## Task to complete
Figure out the number of lines in the data that hold the string "window". Reply with that figure only.
.....
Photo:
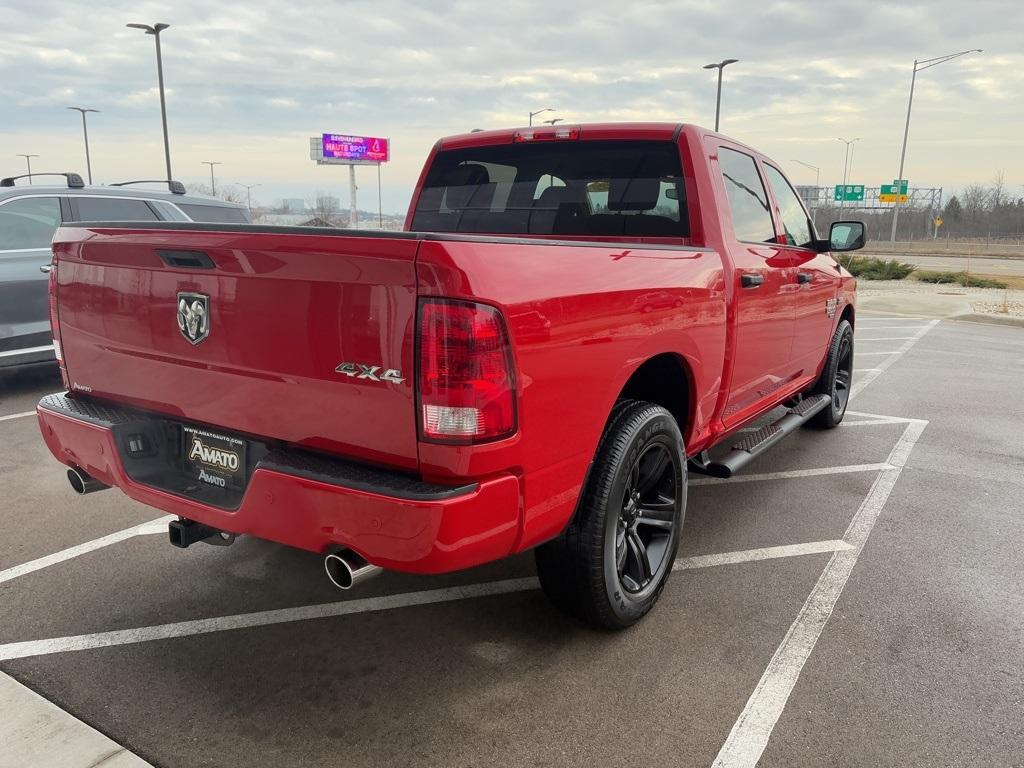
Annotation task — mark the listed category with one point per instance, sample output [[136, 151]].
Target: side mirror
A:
[[846, 236]]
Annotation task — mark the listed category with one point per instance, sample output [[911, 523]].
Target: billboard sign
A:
[[344, 148]]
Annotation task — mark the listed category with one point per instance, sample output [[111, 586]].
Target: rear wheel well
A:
[[665, 381]]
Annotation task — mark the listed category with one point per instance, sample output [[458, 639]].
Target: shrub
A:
[[871, 267], [960, 279]]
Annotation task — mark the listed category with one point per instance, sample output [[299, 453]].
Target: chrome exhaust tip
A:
[[82, 482], [346, 569]]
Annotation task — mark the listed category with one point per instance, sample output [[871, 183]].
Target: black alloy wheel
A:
[[609, 565], [647, 519]]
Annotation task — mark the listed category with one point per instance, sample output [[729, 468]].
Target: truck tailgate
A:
[[284, 312]]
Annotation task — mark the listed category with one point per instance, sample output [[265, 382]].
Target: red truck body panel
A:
[[289, 306]]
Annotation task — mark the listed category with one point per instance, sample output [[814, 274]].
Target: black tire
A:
[[630, 516], [836, 379]]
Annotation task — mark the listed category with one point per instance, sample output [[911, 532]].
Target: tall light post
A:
[[213, 182], [249, 195], [817, 186], [155, 30], [28, 162], [85, 132], [918, 67], [718, 99], [540, 112]]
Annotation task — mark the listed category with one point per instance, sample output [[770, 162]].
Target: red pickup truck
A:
[[574, 316]]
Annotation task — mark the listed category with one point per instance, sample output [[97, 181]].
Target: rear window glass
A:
[[215, 214], [600, 188]]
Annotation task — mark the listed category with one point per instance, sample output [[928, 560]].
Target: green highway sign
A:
[[849, 193]]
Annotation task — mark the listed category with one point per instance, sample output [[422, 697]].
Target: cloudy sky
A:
[[249, 82]]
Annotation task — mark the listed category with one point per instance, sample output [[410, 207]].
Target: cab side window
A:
[[795, 221], [748, 200], [29, 222]]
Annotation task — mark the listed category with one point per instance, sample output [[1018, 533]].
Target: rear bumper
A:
[[312, 503]]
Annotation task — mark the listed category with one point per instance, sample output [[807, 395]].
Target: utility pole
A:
[[28, 163], [718, 99], [155, 30], [918, 67], [85, 132], [213, 181]]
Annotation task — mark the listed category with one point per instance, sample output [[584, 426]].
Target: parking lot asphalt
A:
[[856, 597]]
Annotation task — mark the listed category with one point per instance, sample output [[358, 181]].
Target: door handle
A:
[[750, 280]]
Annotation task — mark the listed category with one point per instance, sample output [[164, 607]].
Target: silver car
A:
[[30, 215]]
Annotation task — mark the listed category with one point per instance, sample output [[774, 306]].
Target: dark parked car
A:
[[29, 216]]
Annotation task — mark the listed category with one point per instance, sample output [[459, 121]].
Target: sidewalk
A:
[[37, 733]]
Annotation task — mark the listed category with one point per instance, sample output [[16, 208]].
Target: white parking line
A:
[[889, 328], [154, 526], [859, 385], [347, 607], [793, 473], [753, 555], [17, 416], [750, 734], [35, 731]]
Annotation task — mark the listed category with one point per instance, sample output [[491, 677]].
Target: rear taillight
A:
[[55, 323], [466, 380]]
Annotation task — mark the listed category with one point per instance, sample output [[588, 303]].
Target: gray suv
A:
[[29, 216]]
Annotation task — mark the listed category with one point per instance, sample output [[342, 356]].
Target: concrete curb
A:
[[36, 732], [989, 320], [945, 255]]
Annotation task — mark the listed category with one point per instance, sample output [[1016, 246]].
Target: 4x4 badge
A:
[[194, 316], [358, 371]]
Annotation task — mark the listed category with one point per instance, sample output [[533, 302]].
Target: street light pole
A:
[[85, 132], [155, 30], [540, 112], [718, 99], [918, 67], [213, 182], [28, 162]]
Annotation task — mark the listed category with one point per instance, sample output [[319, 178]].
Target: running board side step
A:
[[755, 443]]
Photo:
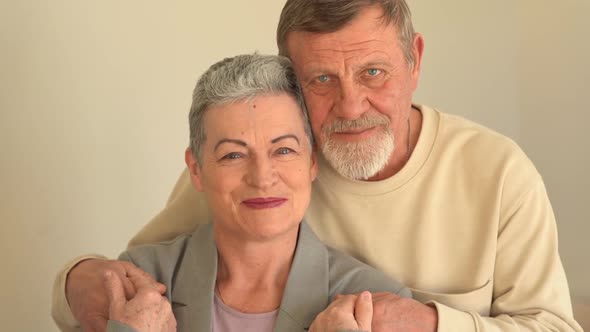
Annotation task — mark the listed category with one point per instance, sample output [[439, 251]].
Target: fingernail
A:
[[366, 296]]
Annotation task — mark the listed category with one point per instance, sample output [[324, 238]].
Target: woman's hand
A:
[[147, 311], [346, 313]]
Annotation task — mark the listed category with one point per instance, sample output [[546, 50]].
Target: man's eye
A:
[[323, 78], [373, 72]]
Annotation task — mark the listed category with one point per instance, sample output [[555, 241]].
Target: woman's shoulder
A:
[[348, 275]]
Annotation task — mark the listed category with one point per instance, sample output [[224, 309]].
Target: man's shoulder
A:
[[159, 259], [350, 276]]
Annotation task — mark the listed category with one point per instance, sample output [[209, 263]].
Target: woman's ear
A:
[[194, 169]]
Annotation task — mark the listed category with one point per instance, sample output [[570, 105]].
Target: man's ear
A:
.....
## Solution to this task
2